╭─ Material for the task

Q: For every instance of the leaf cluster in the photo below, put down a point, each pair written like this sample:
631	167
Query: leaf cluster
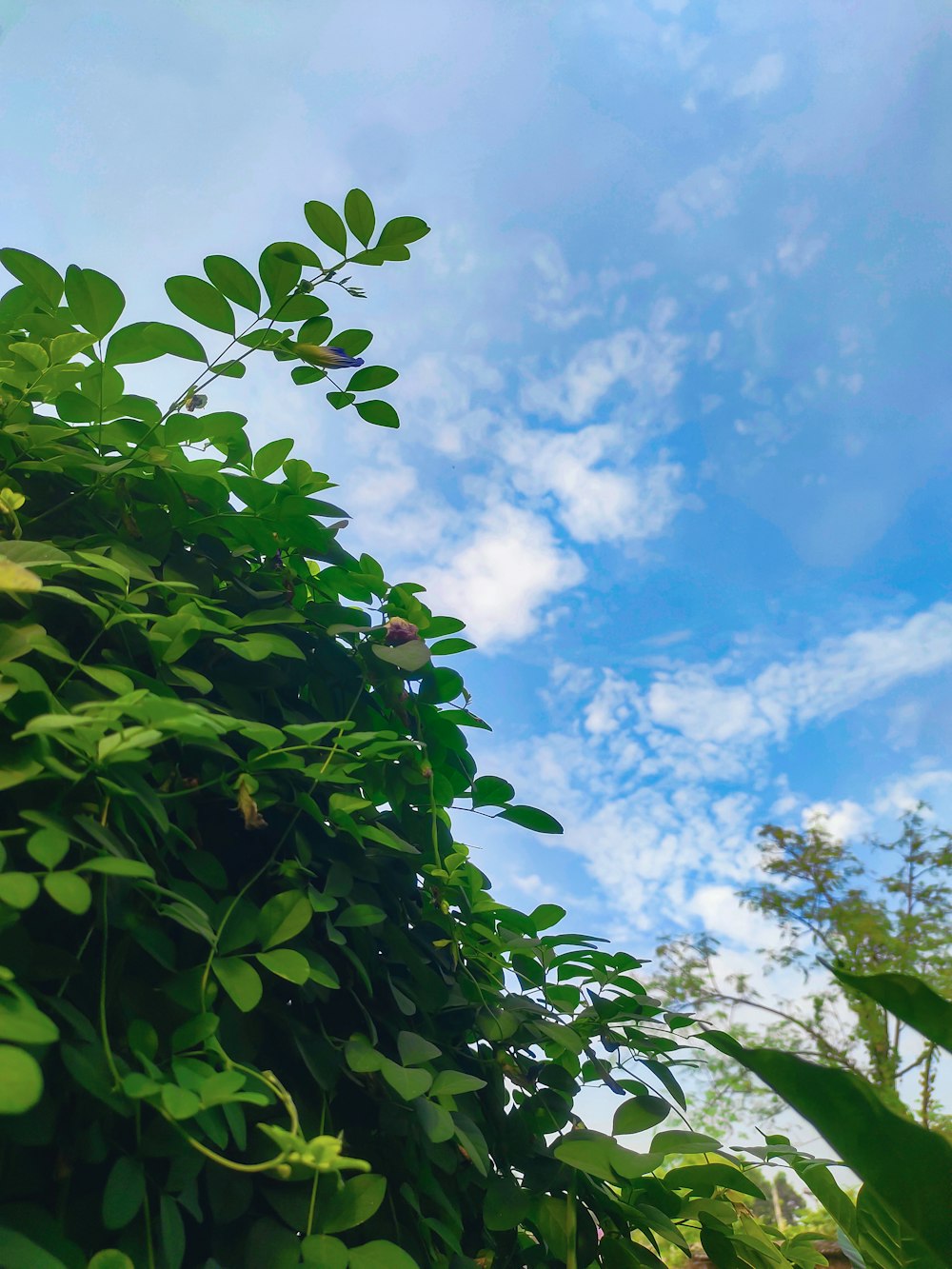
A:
258	1005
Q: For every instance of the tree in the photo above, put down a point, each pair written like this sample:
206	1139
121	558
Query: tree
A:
885	907
258	1006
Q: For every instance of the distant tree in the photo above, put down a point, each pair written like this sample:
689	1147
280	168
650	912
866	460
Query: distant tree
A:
886	907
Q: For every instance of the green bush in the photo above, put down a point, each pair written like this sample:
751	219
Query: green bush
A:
258	1006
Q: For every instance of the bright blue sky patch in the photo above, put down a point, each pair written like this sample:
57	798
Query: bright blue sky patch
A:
676	373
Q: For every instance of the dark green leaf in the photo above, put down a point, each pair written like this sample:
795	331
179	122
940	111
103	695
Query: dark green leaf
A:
639	1113
125	1192
286	963
284	917
910	1001
403	229
70	891
240	980
25	1024
324	1252
909	1168
491	791
414	1048
704	1178
381	1254
21	1081
354	1202
531	818
18	890
379	412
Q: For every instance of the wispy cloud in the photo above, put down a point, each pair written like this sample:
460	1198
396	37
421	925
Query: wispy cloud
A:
764	76
645	361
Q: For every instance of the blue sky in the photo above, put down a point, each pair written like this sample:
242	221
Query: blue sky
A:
676	373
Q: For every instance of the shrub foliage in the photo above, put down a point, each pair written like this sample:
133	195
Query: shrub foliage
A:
258	1006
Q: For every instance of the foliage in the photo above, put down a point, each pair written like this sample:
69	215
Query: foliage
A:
902	1215
258	1005
833	910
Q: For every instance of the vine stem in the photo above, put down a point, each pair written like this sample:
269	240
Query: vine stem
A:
103	1027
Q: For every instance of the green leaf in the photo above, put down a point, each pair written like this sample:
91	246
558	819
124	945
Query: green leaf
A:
18	580
113	865
531	818
284	917
202	302
590	1153
407	1082
269	457
34	273
327	225
414	1048
354	1202
434	1120
358	212
451	646
410	656
358	915
194	1032
18	890
403	229
288	964
353	342
546	915
324	1252
145	340
110	1259
368	378
704	1178
909	1168
639	1113
124	1195
678	1141
240	980
381	1254
339	399
30	1240
94	300
491	791
908	998
69	891
182	1103
379	412
25	1024
453	1082
234	281
173	1231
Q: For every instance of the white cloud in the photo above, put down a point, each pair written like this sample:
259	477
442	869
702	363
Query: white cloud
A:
558	302
764	76
598	498
708	191
796	252
643	776
503	575
844	820
647	361
840	674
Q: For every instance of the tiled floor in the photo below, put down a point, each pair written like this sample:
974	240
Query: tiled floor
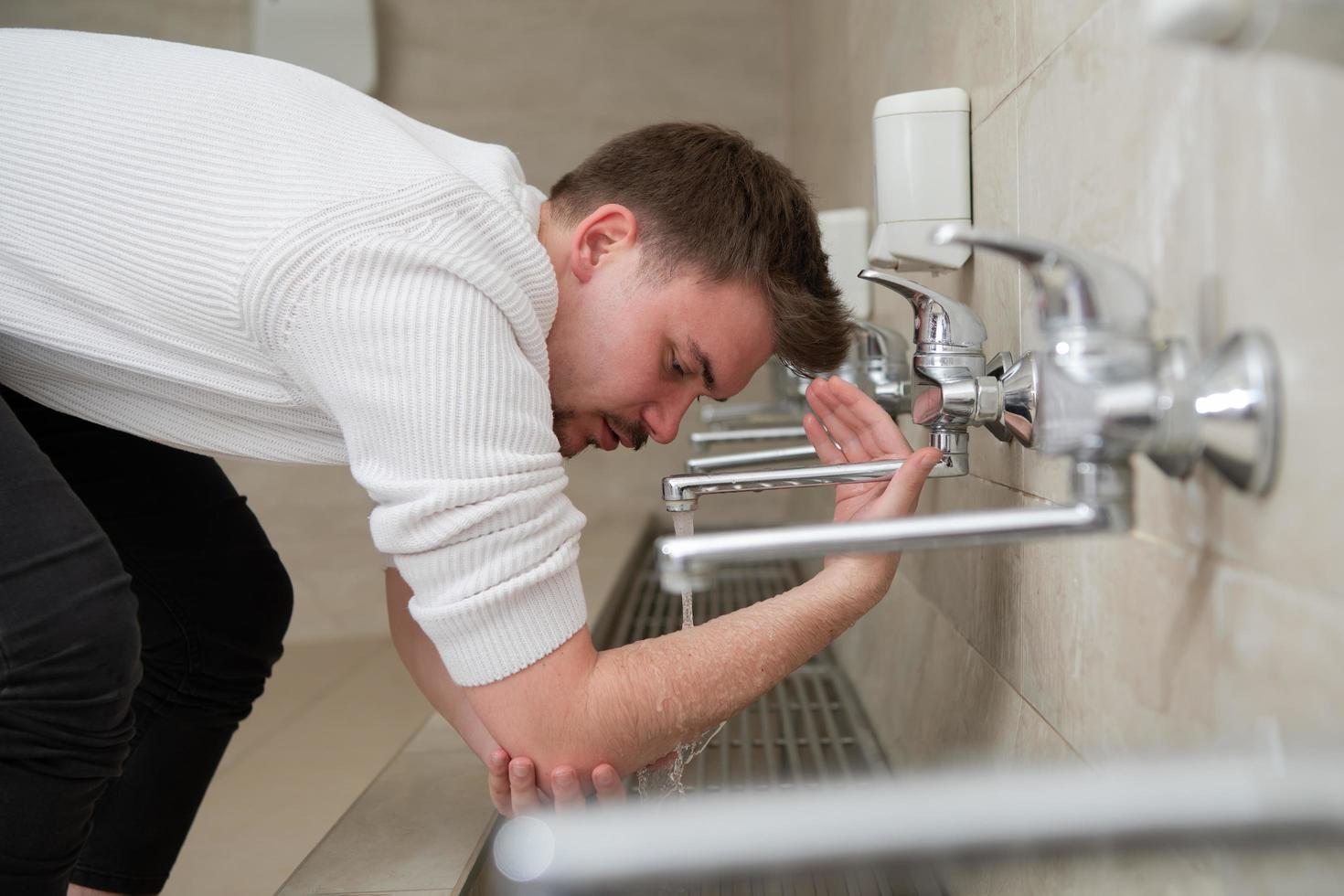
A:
332	718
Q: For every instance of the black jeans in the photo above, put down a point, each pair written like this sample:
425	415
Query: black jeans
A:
142	610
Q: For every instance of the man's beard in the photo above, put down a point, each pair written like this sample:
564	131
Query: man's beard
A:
560	418
634	430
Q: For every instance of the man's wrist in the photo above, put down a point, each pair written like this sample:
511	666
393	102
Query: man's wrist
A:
864	578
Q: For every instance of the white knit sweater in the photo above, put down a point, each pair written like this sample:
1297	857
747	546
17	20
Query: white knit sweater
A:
237	255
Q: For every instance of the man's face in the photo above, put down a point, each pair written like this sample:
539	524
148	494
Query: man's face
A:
629	354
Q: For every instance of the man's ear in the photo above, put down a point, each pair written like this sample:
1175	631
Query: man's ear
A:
600	238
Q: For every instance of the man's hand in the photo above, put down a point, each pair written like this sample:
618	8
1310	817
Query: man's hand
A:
846	426
515	793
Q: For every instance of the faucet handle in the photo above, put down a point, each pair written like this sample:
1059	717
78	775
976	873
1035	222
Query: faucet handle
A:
938	320
1074	288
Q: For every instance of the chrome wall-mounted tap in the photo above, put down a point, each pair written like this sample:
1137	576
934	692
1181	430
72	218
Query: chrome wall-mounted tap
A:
1106	392
955	387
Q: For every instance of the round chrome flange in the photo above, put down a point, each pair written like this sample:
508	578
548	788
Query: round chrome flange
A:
1240	411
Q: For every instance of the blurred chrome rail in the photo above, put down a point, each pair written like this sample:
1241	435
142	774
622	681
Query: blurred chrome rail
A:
682	492
934	816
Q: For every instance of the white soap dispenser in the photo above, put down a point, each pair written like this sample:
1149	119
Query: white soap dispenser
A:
921	177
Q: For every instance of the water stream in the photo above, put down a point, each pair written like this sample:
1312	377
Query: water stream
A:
664	781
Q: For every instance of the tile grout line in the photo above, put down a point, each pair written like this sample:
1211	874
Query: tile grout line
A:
1003	677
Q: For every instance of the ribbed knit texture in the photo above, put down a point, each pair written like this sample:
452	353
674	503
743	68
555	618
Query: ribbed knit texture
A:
235	255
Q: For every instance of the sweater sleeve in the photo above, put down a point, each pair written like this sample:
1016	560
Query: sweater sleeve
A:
448	427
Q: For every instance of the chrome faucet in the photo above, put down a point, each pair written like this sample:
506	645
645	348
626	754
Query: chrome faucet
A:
955	387
1106	392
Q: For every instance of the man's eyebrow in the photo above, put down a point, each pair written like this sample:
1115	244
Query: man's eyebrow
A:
706	369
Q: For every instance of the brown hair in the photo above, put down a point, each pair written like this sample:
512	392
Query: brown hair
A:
707	199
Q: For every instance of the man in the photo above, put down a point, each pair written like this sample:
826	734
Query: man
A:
208	251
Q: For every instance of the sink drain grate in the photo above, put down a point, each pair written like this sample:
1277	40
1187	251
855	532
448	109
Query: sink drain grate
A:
808	731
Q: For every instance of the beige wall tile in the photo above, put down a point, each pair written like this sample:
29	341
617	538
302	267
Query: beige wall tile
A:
210	23
1277	269
1044	25
932	698
1108	637
918	46
555	80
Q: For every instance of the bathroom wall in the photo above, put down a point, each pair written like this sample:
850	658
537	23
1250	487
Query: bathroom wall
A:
1217	176
549	80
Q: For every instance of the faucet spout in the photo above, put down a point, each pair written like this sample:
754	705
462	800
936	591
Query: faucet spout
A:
742	460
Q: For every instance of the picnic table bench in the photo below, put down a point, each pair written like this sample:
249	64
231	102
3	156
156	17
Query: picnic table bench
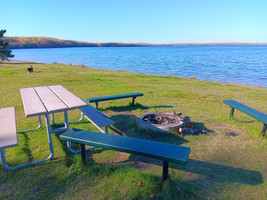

╰─

Work to be completed:
Locate every line of the material that contains the string "black" and copy each one out. Treat uppercase and lowercase letters as different.

Solution for this task:
Q: For every instance of the black jeans in the photo above, put down a point, each pair written like this sample:
Query: black jeans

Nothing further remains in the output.